→ Stored entries

--- START ---

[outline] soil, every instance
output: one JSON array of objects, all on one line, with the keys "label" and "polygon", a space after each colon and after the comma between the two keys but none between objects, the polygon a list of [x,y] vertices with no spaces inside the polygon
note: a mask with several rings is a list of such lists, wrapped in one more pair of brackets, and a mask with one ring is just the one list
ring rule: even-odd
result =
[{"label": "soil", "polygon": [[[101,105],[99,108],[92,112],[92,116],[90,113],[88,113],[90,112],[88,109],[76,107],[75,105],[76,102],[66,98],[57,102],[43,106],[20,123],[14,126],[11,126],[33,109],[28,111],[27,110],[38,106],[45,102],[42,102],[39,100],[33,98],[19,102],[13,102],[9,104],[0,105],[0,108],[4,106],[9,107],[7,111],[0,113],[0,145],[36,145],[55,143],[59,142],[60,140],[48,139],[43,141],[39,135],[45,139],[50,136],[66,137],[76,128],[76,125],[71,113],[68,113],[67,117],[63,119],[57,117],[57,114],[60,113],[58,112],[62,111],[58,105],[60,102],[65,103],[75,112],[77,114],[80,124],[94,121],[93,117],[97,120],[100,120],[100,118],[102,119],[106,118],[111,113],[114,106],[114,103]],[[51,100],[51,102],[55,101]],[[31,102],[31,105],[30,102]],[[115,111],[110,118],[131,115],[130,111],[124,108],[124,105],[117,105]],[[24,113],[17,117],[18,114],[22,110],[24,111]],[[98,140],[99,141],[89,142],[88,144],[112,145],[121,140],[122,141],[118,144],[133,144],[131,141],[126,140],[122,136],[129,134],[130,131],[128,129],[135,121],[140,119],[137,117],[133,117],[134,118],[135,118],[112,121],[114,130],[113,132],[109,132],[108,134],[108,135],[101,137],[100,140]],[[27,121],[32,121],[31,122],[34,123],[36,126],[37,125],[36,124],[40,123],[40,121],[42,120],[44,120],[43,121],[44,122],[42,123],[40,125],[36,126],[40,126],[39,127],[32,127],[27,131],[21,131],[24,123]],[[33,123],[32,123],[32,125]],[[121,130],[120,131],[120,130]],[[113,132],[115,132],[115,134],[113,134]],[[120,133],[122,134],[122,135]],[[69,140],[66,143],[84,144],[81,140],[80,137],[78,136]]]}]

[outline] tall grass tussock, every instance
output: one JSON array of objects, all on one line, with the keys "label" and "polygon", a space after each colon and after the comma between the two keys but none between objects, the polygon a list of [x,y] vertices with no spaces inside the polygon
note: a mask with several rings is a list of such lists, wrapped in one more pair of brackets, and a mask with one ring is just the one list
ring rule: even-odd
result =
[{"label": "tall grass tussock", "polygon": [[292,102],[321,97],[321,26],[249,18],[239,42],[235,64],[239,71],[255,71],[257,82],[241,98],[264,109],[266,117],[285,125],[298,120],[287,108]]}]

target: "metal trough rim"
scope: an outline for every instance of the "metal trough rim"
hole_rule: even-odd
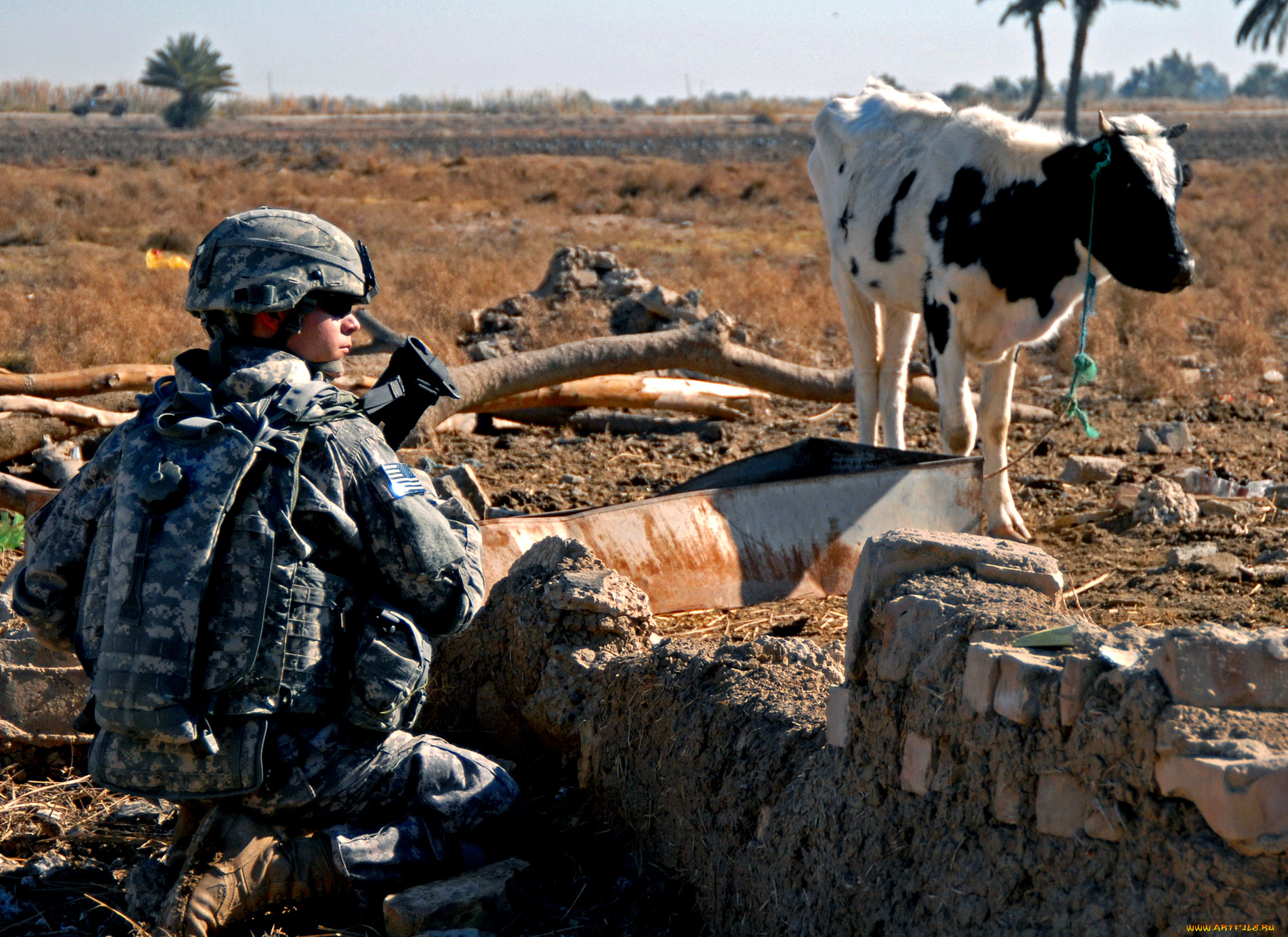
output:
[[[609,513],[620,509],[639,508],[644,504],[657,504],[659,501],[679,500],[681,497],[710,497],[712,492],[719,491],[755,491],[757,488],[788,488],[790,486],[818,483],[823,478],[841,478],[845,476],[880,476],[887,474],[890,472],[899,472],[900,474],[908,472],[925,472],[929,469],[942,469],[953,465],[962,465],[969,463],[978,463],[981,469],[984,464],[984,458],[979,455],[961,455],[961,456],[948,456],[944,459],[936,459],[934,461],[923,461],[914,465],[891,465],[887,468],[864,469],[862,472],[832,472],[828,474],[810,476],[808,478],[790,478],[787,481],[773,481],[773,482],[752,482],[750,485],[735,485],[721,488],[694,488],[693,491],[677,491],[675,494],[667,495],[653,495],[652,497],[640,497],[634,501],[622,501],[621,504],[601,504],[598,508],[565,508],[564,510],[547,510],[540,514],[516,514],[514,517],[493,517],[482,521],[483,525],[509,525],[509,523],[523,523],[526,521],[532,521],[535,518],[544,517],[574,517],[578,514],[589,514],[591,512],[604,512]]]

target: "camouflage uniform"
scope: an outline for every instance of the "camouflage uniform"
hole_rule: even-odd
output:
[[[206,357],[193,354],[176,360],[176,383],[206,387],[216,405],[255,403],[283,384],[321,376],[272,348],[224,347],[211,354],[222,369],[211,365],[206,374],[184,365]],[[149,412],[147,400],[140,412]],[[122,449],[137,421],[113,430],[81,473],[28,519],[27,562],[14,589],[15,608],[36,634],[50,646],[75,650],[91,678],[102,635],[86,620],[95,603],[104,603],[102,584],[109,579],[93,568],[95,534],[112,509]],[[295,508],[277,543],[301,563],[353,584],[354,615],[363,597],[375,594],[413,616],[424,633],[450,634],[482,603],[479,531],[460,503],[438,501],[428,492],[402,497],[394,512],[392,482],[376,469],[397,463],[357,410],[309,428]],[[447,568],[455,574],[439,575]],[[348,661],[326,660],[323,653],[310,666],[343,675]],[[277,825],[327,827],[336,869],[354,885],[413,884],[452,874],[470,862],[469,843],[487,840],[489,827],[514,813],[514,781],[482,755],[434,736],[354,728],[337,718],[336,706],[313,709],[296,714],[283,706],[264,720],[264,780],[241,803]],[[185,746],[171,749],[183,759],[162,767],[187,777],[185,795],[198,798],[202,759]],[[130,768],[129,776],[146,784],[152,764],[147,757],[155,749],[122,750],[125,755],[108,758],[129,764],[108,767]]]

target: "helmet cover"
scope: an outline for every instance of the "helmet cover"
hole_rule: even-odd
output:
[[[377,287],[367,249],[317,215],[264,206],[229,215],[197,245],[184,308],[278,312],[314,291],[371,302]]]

--- END ---
--- START ---

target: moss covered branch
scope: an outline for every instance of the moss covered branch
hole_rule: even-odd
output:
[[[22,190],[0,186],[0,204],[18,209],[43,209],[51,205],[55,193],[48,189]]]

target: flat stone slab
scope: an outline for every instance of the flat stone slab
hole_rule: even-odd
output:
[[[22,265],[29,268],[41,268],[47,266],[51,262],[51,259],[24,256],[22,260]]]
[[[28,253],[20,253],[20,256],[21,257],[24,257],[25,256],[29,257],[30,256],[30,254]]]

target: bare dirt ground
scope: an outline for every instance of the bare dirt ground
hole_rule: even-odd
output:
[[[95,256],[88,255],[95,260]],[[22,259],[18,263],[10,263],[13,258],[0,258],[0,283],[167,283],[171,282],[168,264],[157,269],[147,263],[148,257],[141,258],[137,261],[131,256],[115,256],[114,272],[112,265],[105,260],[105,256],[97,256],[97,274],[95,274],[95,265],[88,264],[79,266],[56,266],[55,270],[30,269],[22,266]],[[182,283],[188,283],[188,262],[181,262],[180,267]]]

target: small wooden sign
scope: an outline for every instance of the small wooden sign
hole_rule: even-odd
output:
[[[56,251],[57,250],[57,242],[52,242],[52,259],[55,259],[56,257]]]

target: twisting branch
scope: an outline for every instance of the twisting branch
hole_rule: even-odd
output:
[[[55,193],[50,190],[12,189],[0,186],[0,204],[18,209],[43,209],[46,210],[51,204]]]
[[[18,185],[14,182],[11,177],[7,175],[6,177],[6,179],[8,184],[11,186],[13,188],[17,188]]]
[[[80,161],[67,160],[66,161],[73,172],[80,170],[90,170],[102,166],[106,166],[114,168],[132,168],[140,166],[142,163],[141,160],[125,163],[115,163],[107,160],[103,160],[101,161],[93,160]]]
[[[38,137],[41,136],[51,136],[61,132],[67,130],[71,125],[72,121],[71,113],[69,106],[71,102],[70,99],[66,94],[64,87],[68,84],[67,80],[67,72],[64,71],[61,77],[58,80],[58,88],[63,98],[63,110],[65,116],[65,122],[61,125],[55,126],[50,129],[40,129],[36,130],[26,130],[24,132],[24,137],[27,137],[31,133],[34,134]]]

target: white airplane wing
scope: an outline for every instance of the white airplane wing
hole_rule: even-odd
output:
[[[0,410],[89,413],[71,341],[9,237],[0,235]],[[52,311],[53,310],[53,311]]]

--- END ---

→ OBJECTIVE
Return every line of the material that contains the string "scope".

→ SOLVED EXERCISE
scope: an outline for every instance of the "metal trough rim"
scope: an outline for every instance of the "camouflage uniform"
scope: an outline for every instance of the "helmet cover"
scope: an outline for every instance of the moss covered branch
scope: an outline for every instance of the flat stone slab
scope: an outline for every instance of the bare dirt ground
scope: an outline for every instance of the small wooden sign
scope: an outline for every instance of the twisting branch
scope: an outline for every instance of the white airplane wing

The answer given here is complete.